═════ FRAGMENTO SELECCIONADO ═════
Club de lectura

27 Abr 2024
11:00AM -
Sandor Marai

Revista

Servicio de lectura

Lectura de manuscritos y tutorías para obra en curso 

Servicio de lectura


Publica Ñ

Por Marcelo Pisarro

En la primavera de 1986 Lévi-Strauss tenía 77 años. No hablaba para iniciados, no predicaba a conversos; más bien, era un evangelizador. La antropología tiene muchos textos así, grandes referentes que explican con afán didáctico por qué esta disciplina marginal puede dar respuestas a un mundo que se está yendo por el retrete. Algunos son particularmente latosos; Margaret Mead, en ese sentido, se lleva la palma.

La obra de Lévi-Strauss parece suspendida entre dos tragedias: por un lado, el fracaso de la Ilustración, ese sueño de una sociedad racional e igualitaria que desembocaría en los hornos de Auschwitz; por el otro, las consecuencias del colonialismo occidental que corrompía los rincones todavía prístinos del planeta. En sus trabajos se oye la nota melancólica: él se reconocía en ambas tradiciones. Era un humanista, como lo era Jean-Jacques Rousseau, a quien admiraba, a quien en 1962 distinguió como “el fundador de las ciencias del hombre”; y era un científico: el rostro de la corriente de pensamiento más importante del siglo XX, el estructuralismo. Sabía, como humanista y como científico, que estaba condenado a destruir todo lo que quisiera conocer y comprender; que estaba condenado a asesinar todo lo que amaba.

Tristes trópicos, su libro de viajes de 1955, fue un modo de decirlo; El pensamiento salvaje, su obra teórica más precisa, publicada en 1962, fue otro modo.
═════
#### [LISTA DE TAREAS]
#1 Según el fragmento sobre Lévi-Strauss, ¿por qué se oye una nota melancólica en sus trabajos? Responde en una a tres oraciones.
#2 ¿En qué año se publicó Tristes trópicos, según el fragmento sobre Lévi-Strauss?
#3 Transcribe todo el fragmento sobre Lévi-Strauss desde "En la primavera" hasta "lleva la palma.".
═════ BLOQUE DE DATOS ═════
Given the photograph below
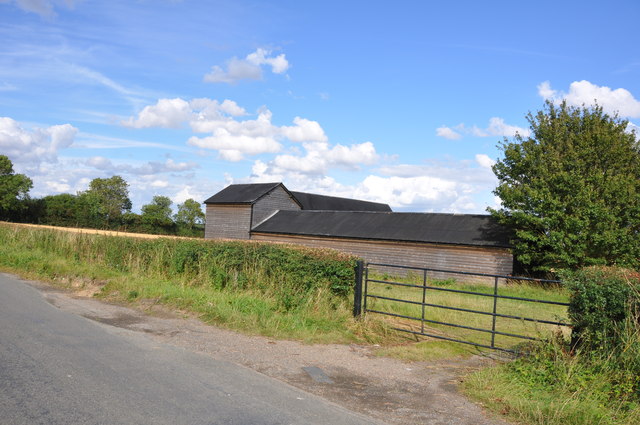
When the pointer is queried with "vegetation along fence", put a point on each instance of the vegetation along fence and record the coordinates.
(484, 310)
═════
#### [RESPUESTAS COMPLETAS]
#1 Porque él se reconocía en ambas tradiciones: era un humanista, como Rousseau, y era un científico, el rostro del estructuralismo. Como humanista y como científico sabía que estaba condenado a destruir todo lo que quisiera conocer y comprender.

#2 En 1955.

#3
En la primavera de 1986 Lévi-Strauss tenía 77 años. No hablaba para iniciados, no predicaba a conversos; más bien, era un evangelizador. La antropología tiene muchos textos así, grandes referentes que explican con afán didáctico por qué esta disciplina marginal puede dar respuestas a un mundo que se está yendo por el retrete. Algunos son particularmente latosos; Margaret Mead, en ese sentido, se lleva la palma.